**TO BE DONE:**
In the tutorial below, what is the jobId variable used for?

**EXTRACT:**
════

This is pretty standard. We define the name and version of the module and check if the module is of a certain type.

We have now successfully built an automated swap module. The next step is to test the module.

Testing the module

First, we will create a new .t.sol file with the following content:

// SPDX-License-Identifier: MIT
pragma solidity ^0.8.23;
 
import { Test } from "forge-std/Test.sol";
import {
    RhinestoneModuleKit,
    ModuleKitHelpers,
    ModuleKitUserOp,
    AccountInstance,
    UserOpData
} from "modulekit/ModuleKit.sol";
import { MODULE_TYPE_EXECUTOR } from "modulekit/external/ERC7579.sol";
import { AutoSwapExecutor } from "src/AutoSwapExecutor.sol";
import { IERC20 } from "forge-std/interfaces/IERC20.sol";
 
address constant WETH = 0xC02aaA39b223FE8D0A0e5C4F27eAD9083C756Cc2;
address constant USDC = 0xA0b86991c6218b36c1d19D4a2e9Eb0cE3606eB48;
 
contract AutoSwapExecutorTest is RhinestoneModuleKit, Test {}

In this file, we import the necessary modules and contracts, and define the AutoSwapExecutorTest contract. We also define the WETH and USDC addresses, which we will use in the tests. These are the tokens that we will swap between.

Next, we will set up the test:

...
 
contract AutoSwapExecutorTest is RhinestoneModuleKit, Test {
    using ModuleKitHelpers for *;
    using ModuleKitUserOp for *;
 
    // Account and modules
    AccountInstance internal instance;
    AutoSwapExecutor internal executor;
 
    // Tokens to swap betweem
    IERC20 usdc = IERC20(USDC);
    IERC20 weth = IERC20(WETH);
 
    // Foundry fork id for fork testing
    uint256 mainnetFork;
 
    // Executor job id
    uint256 jobId;
 
    function setUp() public {
        // Create the fork
        string memory mainnetUrl = vm.envString("MAINNET_RPC_URL");
        mainnetFork = vm.createFork(mainnetUrl);
        vm.selectFork(mainnetFork);
        vm.rollFork(19_274_877);
 
        // Initialize the RhinestoneModuleKit
        init();
 
        // Create the executor
        executor = new AutoSwapExecutor();
        vm.label(address(executor), "AutoSwapExecutor");
 
        // Label tokens
        vm.label(WETH, "weth");
        vm.label(USDC, "usdc");
 
        // Create the account and deal tokens
        instance = makeAccountInstance("Account");
        vm.deal(instance.account, 10 ether);
        deal(address(usdc), instance.account, 10 ether);
 
        // Create the execution data to initialize the executor
        bytes memory executionData = abi.encode(address(usdc), address(weth), 1 ether, uint160(0));
 
        // Install the executor
        instance.installModule({
            moduleTypeId: MODULE_TYPE_EXECUTOR,
            module: address(executor),
            data: abi.encode(uint48(1 days), uint16(10), uint48(0), executionData)
        });
    }
}

We use the ModuleKitHelpers and ModuleKitUserOp to help with the integration testing. We also define the instance and executor variables, which we will use in the tests. We also define the usdc and weth variables, which we will use to interact with the tokens. We define the mainnetFork variable, which we will use to create a fork for testing as well as the jobId variable to keep track of the execution job ids we create.

════

**DATA LINES:**
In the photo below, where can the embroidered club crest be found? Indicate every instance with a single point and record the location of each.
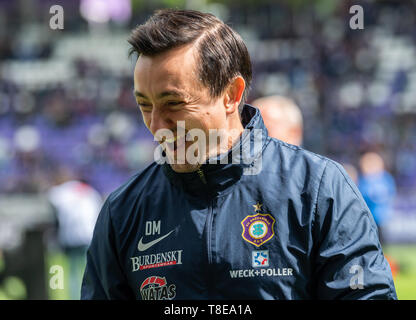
(258, 228)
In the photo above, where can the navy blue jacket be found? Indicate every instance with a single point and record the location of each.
(297, 229)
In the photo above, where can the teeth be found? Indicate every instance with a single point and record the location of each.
(174, 139)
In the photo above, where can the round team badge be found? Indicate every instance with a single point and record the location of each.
(258, 228)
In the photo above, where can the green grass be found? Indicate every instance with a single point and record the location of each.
(405, 280)
(404, 256)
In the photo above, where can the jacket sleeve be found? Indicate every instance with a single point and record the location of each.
(348, 260)
(103, 277)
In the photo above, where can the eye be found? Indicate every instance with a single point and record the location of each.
(174, 103)
(145, 107)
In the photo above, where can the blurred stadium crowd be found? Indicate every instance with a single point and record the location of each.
(66, 103)
(67, 109)
(66, 98)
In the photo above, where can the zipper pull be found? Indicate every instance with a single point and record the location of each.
(201, 175)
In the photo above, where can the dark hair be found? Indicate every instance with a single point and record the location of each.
(222, 52)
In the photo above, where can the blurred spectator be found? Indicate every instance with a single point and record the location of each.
(282, 117)
(378, 189)
(77, 206)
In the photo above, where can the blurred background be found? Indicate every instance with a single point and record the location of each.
(70, 130)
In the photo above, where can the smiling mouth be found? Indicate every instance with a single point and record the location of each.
(174, 143)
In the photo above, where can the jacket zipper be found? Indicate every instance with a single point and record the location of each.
(201, 175)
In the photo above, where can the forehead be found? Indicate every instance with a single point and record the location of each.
(175, 68)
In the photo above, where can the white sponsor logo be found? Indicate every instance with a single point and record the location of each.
(144, 246)
(156, 260)
(270, 272)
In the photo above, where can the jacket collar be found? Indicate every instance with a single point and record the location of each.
(212, 179)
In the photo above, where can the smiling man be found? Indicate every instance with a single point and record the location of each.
(297, 228)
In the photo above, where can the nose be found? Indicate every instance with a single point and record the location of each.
(159, 120)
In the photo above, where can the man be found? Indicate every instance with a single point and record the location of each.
(378, 189)
(282, 117)
(296, 228)
(75, 224)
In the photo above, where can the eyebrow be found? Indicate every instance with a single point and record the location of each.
(164, 94)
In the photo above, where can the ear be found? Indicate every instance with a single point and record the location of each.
(234, 94)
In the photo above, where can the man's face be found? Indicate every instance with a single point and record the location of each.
(167, 90)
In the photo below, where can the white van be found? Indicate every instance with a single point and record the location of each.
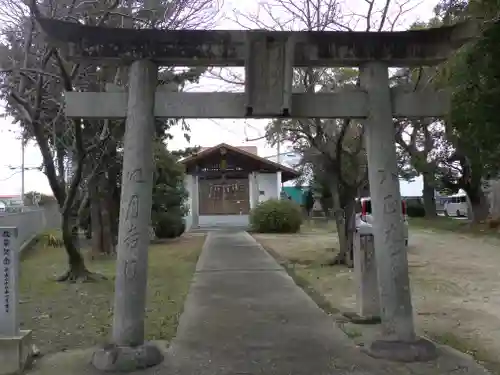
(456, 205)
(364, 214)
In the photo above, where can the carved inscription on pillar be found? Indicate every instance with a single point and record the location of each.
(131, 240)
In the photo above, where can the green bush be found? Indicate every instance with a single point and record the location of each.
(276, 216)
(415, 210)
(169, 225)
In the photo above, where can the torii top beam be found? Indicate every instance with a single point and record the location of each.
(228, 48)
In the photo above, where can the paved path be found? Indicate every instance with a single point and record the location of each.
(245, 315)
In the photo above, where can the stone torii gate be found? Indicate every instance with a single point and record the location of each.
(269, 58)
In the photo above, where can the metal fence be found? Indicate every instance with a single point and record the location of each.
(33, 222)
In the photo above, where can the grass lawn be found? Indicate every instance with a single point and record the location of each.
(68, 316)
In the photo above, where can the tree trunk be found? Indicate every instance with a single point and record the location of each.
(102, 238)
(106, 227)
(344, 214)
(479, 208)
(495, 200)
(95, 221)
(429, 196)
(77, 269)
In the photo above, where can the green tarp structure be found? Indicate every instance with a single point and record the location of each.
(296, 193)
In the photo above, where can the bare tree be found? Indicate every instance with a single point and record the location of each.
(35, 76)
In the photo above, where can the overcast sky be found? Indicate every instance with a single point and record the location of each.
(203, 132)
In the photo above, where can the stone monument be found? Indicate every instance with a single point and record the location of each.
(268, 58)
(15, 344)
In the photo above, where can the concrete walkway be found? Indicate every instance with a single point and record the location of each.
(245, 315)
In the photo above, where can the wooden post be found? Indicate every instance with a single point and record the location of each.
(128, 351)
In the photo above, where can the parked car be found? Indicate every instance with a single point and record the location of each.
(364, 214)
(456, 205)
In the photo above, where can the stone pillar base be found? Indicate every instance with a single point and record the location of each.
(113, 358)
(15, 353)
(359, 319)
(420, 350)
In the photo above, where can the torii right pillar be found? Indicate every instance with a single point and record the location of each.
(398, 340)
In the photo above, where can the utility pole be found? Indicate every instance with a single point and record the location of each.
(22, 168)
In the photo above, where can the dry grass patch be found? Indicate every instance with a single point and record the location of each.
(454, 281)
(68, 316)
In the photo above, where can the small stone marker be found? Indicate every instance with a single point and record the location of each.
(9, 294)
(14, 343)
(365, 274)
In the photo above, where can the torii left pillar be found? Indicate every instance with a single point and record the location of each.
(128, 351)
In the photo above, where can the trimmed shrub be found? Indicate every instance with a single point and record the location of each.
(169, 225)
(276, 216)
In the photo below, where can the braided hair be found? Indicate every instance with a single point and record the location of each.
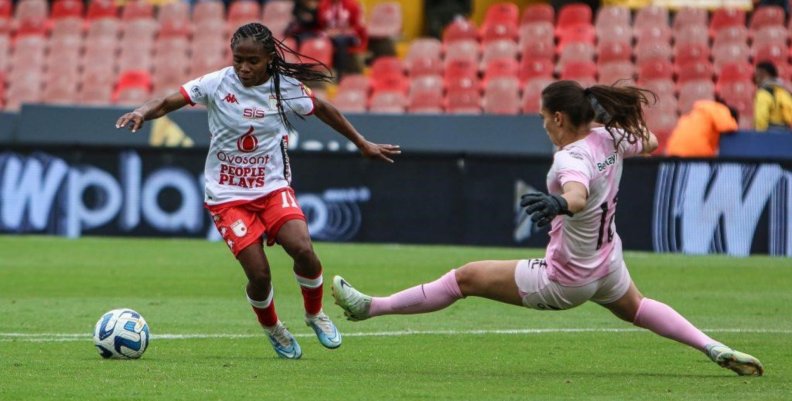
(312, 71)
(614, 106)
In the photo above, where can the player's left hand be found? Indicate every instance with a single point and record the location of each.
(543, 208)
(379, 151)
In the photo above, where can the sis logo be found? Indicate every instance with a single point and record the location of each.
(247, 142)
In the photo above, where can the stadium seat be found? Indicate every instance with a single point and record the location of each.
(770, 34)
(208, 10)
(385, 20)
(726, 17)
(463, 101)
(499, 68)
(462, 50)
(461, 74)
(424, 57)
(651, 16)
(652, 50)
(101, 9)
(693, 70)
(319, 48)
(729, 53)
(355, 82)
(614, 71)
(535, 68)
(536, 32)
(658, 68)
(766, 15)
(538, 12)
(350, 101)
(241, 12)
(731, 34)
(613, 51)
(697, 34)
(613, 15)
(687, 16)
(460, 29)
(687, 52)
(652, 33)
(581, 71)
(67, 9)
(387, 102)
(502, 96)
(497, 50)
(137, 9)
(530, 102)
(692, 91)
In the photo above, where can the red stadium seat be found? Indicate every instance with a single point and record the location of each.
(767, 15)
(463, 101)
(387, 102)
(241, 12)
(502, 96)
(67, 9)
(350, 101)
(538, 12)
(613, 51)
(651, 16)
(615, 71)
(532, 95)
(460, 29)
(693, 91)
(385, 20)
(101, 9)
(694, 70)
(208, 10)
(726, 17)
(535, 68)
(137, 9)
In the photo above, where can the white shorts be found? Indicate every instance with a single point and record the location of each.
(539, 292)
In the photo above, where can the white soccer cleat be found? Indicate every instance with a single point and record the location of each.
(283, 342)
(354, 303)
(325, 330)
(739, 362)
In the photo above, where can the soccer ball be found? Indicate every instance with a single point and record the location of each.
(121, 334)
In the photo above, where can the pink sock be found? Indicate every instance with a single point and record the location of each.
(423, 298)
(663, 320)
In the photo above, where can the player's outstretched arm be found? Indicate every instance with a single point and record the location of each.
(154, 108)
(333, 118)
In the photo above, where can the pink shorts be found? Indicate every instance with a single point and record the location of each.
(539, 292)
(244, 223)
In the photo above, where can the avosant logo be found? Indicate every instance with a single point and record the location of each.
(247, 142)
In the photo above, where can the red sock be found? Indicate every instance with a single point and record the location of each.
(265, 310)
(312, 293)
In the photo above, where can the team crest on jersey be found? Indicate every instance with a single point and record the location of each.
(239, 228)
(247, 142)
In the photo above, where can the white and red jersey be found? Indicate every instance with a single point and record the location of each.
(585, 247)
(247, 154)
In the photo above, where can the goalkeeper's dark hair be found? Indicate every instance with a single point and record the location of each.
(314, 70)
(613, 106)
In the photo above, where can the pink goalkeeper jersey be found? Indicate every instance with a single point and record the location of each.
(247, 154)
(585, 247)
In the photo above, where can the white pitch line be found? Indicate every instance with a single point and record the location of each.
(65, 337)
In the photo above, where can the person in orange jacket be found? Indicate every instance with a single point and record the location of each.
(697, 133)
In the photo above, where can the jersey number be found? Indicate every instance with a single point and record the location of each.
(288, 200)
(606, 221)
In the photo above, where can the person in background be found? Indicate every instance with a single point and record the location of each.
(772, 102)
(697, 133)
(342, 22)
(584, 259)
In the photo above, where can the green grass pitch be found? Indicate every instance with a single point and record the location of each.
(207, 345)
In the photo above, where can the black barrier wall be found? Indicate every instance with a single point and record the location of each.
(668, 206)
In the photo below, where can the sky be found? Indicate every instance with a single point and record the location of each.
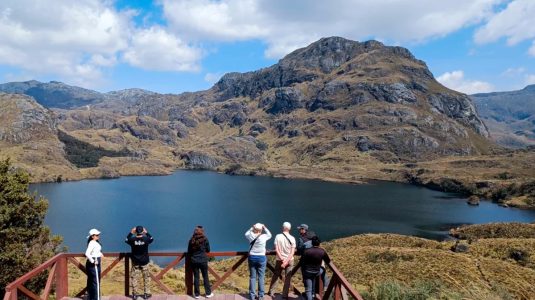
(174, 46)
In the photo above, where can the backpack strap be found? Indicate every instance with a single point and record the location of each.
(287, 239)
(253, 242)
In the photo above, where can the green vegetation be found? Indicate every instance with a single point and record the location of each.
(26, 242)
(85, 155)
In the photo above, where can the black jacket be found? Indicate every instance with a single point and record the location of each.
(140, 248)
(312, 258)
(305, 242)
(199, 255)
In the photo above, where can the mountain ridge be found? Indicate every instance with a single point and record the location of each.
(510, 116)
(336, 110)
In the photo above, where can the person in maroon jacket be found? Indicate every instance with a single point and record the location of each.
(311, 266)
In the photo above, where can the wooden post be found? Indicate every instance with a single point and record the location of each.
(189, 277)
(14, 295)
(62, 278)
(338, 291)
(127, 275)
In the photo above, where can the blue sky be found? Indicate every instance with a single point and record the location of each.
(172, 46)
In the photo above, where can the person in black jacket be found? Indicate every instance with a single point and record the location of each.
(311, 266)
(139, 240)
(198, 246)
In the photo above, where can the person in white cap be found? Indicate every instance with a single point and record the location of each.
(257, 236)
(92, 265)
(285, 248)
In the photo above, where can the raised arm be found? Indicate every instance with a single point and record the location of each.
(88, 251)
(249, 235)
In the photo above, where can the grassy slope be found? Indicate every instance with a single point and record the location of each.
(387, 265)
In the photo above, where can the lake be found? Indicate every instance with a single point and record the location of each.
(171, 206)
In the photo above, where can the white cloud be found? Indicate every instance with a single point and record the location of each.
(455, 80)
(529, 79)
(513, 72)
(70, 40)
(516, 23)
(156, 49)
(531, 50)
(212, 77)
(287, 25)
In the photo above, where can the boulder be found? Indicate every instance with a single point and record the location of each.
(473, 200)
(199, 160)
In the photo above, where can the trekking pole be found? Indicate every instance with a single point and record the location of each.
(96, 276)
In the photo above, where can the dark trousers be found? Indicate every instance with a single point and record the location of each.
(310, 280)
(92, 283)
(203, 267)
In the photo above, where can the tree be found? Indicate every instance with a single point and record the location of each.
(24, 240)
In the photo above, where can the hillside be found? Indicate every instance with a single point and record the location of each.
(336, 110)
(335, 100)
(29, 136)
(510, 116)
(53, 94)
(390, 266)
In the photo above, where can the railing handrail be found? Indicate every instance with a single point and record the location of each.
(34, 271)
(11, 289)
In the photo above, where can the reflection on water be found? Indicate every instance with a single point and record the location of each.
(170, 207)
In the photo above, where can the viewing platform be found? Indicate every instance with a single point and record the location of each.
(58, 267)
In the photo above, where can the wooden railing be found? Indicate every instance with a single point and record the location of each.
(58, 276)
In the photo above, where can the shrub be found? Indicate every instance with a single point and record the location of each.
(26, 242)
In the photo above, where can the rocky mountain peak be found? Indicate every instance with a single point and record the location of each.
(330, 53)
(54, 94)
(529, 88)
(22, 119)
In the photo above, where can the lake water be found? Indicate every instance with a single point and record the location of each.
(170, 207)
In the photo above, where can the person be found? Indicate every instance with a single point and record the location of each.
(93, 253)
(305, 242)
(198, 247)
(305, 238)
(312, 260)
(285, 246)
(139, 240)
(257, 236)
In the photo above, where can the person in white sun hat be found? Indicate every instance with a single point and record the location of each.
(92, 265)
(257, 236)
(285, 246)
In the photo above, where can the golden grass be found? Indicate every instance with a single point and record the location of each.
(375, 262)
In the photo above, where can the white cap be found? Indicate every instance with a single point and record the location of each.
(93, 232)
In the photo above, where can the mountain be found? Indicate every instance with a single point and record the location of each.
(510, 116)
(54, 94)
(344, 107)
(29, 136)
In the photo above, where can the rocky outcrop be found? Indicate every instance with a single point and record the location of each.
(199, 160)
(22, 119)
(146, 128)
(54, 94)
(510, 116)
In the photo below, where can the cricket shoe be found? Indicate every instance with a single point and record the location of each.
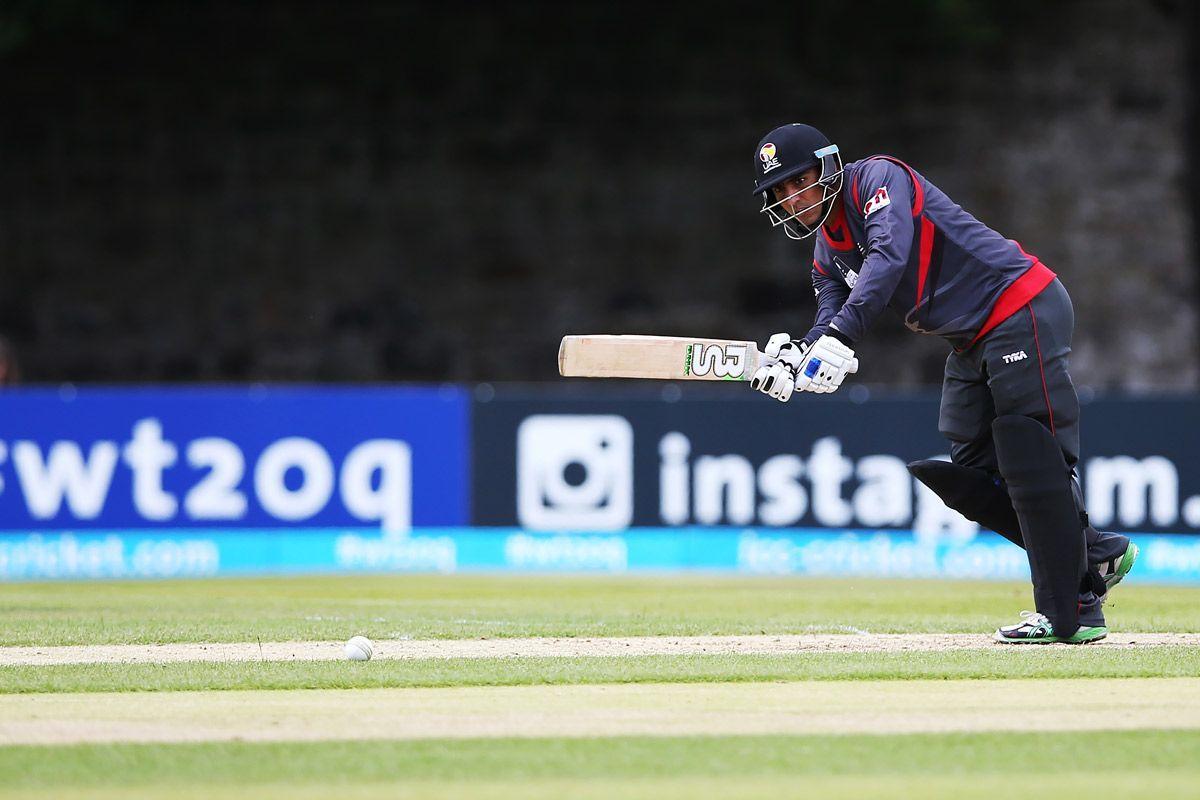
(1036, 629)
(1117, 567)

════

**IN RESPONSE:**
It keeps track of the execution job ids that are created.